▶ Natural language region descriptions:
BEGIN

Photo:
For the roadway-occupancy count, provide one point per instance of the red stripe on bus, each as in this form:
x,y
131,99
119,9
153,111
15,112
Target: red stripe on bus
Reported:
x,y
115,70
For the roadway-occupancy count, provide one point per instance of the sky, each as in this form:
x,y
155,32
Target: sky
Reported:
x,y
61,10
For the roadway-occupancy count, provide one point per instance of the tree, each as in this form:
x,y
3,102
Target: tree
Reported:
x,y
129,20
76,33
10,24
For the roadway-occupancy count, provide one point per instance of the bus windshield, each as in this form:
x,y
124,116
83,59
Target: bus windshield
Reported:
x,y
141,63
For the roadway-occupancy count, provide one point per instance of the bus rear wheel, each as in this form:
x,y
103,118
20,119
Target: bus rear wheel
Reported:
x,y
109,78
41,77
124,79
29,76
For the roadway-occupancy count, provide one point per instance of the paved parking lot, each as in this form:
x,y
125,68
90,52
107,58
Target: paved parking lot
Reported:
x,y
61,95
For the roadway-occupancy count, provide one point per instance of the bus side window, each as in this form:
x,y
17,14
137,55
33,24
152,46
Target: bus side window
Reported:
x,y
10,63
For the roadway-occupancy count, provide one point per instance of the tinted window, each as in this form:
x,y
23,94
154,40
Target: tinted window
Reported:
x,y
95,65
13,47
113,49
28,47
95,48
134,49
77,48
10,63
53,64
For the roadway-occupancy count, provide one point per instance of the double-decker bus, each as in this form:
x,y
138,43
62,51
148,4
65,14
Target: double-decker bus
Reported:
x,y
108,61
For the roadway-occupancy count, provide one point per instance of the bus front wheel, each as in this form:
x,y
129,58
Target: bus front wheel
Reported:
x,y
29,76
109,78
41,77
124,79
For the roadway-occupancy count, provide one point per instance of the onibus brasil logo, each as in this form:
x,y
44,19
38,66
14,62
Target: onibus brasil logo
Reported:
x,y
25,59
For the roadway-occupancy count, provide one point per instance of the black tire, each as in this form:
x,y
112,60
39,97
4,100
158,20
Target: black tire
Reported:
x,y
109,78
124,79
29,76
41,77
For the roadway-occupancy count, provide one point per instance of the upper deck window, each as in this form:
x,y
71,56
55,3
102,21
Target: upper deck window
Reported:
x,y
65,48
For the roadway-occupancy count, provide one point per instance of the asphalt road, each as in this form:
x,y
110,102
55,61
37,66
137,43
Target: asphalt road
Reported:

END

▶ Work instruction:
Give every entry again in full, precisely as written above.

▶ Exercise solution:
Photo:
For the roadway-occupancy count, provide one point per instance of the red stripe on bus, each as in this form:
x,y
131,99
119,9
153,111
15,112
Target: red stripe on bus
Reported:
x,y
115,70
For the roadway-occupancy count, provide one point per instance of the sky, each as in this form:
x,y
155,32
Target: sky
Reported:
x,y
61,10
For the roadway-occupancy count, provide one point per instance of the tree, each as in this form:
x,y
3,102
Target: tree
Reported:
x,y
129,20
76,33
10,24
For the roadway-occupancy count, provide one point per instance of the bus windshield, each as in this form:
x,y
124,116
83,59
Target: bus windshield
Reported:
x,y
141,63
For the roadway-occupancy count, provide one point per instance of the bus rear wheel, each as in this form:
x,y
103,118
20,119
Target: bus rear wheel
Reported:
x,y
109,78
41,77
124,79
29,76
For the roadway-occupancy count, provide one point per instance of the paved parking lot, each as in this form:
x,y
125,68
90,52
107,58
Target: paved parking lot
Reported:
x,y
61,95
For the roadway-occupancy count, provide one point per instance of the bus side window, each as in this form:
x,y
17,14
137,55
33,24
152,46
Target: bus side window
Reported:
x,y
10,63
For the roadway-occupancy count, provide one point per instance of the tinted window, each as in this form:
x,y
23,94
154,40
Target: tinted window
Reported:
x,y
95,65
13,47
113,49
28,47
95,48
134,49
77,48
10,63
53,64
For the roadway-occupancy count, provide one point per instance of the double-decker bus, each as in this form:
x,y
138,43
62,51
148,4
65,14
Target: double-decker bus
Reported:
x,y
108,61
For the roadway-occupancy count, provide one point per instance of the bus front wheel, each as in this form:
x,y
129,58
Target: bus front wheel
Reported:
x,y
29,76
109,78
41,77
124,79
For the roadway-occupancy count, provide one point per instance of the onibus brasil logo, each as in this form:
x,y
44,19
38,66
14,62
Target: onibus brasil logo
Reported:
x,y
25,59
For the roadway-occupancy count, provide one point per instance of the black tire, each as in this form:
x,y
112,60
39,97
4,100
158,20
Target: black tire
Reported:
x,y
109,78
124,79
29,76
41,77
For the roadway-occupancy count, provide one point per instance of the upper deck window, each as in this form:
x,y
71,56
55,3
102,21
Target: upper deck window
Reported:
x,y
65,48
For the roadway-occupancy count, provide one point per instance of the asphalt road, each as in this form:
x,y
110,102
55,61
37,66
137,43
Target: asphalt road
Reported:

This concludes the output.